**EXERCISE INSTRUCTIONS**
Count the lines below that contain the word "list", and reply with only the total.

**TASK DATA**
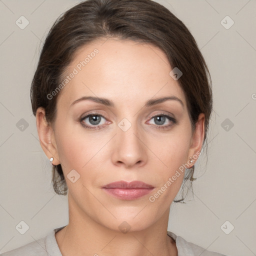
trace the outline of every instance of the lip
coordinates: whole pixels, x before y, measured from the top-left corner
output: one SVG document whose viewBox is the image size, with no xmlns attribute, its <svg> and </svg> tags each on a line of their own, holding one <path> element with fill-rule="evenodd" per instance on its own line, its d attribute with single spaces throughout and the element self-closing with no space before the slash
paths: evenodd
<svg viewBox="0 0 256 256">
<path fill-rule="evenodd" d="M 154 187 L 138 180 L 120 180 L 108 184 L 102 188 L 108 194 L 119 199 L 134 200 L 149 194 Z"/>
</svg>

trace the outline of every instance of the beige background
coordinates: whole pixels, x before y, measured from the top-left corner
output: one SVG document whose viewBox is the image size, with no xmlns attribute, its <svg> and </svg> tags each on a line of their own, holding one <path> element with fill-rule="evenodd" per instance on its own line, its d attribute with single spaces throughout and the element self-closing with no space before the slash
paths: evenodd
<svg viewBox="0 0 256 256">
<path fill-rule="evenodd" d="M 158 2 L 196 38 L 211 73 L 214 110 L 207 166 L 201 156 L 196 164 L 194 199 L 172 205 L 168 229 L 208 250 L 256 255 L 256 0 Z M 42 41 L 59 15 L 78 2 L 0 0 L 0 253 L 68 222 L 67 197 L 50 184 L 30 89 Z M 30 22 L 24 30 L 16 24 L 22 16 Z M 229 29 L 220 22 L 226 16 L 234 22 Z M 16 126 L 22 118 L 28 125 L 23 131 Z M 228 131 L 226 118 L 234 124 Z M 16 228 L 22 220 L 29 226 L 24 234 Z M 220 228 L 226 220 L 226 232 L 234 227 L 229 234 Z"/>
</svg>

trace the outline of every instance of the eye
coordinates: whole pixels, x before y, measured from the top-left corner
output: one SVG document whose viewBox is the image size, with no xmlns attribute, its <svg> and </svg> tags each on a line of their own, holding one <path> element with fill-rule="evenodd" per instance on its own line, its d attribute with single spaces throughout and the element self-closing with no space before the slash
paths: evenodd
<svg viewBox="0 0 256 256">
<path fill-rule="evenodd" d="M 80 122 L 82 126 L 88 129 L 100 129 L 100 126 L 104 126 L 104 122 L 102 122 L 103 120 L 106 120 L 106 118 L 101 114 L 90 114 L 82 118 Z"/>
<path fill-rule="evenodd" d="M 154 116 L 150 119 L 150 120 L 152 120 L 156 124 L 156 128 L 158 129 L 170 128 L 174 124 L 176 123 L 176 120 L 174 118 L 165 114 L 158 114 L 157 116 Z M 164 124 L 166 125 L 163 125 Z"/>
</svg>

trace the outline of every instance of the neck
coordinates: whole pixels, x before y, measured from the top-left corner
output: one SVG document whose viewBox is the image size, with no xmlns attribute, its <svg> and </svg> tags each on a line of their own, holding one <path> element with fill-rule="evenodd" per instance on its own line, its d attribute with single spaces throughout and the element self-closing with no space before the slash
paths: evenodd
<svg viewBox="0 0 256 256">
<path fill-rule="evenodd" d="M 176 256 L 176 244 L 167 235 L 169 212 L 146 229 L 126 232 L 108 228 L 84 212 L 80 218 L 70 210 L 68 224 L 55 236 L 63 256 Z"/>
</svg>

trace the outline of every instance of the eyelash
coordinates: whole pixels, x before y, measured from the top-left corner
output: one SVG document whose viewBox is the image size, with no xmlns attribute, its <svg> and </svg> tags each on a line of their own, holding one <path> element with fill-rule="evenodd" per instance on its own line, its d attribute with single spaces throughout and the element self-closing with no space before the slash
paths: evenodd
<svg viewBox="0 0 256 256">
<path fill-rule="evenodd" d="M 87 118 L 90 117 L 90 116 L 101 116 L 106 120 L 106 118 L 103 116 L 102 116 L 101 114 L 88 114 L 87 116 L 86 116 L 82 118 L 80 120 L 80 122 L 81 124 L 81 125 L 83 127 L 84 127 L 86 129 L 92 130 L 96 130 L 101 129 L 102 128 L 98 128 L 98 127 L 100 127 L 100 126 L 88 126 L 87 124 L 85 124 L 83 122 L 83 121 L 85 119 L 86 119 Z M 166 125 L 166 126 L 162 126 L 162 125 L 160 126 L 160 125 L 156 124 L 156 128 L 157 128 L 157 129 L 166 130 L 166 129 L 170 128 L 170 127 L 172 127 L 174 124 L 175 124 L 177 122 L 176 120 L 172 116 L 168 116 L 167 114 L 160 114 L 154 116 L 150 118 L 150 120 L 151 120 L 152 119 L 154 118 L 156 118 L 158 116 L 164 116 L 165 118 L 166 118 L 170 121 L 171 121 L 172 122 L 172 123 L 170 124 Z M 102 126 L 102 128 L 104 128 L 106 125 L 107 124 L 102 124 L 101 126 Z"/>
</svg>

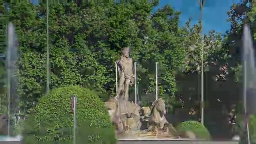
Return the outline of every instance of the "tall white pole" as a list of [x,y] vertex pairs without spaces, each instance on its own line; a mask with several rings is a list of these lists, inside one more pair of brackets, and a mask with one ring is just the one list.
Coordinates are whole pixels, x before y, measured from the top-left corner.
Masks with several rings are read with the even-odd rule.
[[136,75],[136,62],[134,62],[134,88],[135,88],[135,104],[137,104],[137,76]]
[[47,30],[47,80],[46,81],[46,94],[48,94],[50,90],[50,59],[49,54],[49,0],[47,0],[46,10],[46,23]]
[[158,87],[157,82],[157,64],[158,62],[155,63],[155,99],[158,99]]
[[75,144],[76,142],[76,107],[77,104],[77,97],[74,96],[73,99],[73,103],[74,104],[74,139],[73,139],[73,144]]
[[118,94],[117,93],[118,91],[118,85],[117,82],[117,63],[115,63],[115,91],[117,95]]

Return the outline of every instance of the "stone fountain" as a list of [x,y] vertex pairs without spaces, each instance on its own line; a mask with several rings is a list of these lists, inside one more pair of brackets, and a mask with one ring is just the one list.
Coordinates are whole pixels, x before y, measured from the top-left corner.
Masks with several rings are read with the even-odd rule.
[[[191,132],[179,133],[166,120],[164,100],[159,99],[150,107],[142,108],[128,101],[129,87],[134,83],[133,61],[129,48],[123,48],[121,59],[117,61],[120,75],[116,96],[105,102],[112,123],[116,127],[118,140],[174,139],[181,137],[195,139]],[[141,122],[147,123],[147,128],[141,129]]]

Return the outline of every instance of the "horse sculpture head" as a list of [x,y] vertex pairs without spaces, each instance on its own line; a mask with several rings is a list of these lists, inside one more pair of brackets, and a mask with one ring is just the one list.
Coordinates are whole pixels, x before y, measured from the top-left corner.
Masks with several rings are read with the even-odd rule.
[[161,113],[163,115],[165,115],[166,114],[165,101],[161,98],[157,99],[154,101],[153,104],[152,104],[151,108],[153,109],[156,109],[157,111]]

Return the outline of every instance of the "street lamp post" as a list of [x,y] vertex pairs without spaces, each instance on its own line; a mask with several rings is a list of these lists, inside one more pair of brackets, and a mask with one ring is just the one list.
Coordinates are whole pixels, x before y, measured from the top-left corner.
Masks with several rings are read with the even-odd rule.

**REPLY TO THE EXERCISE**
4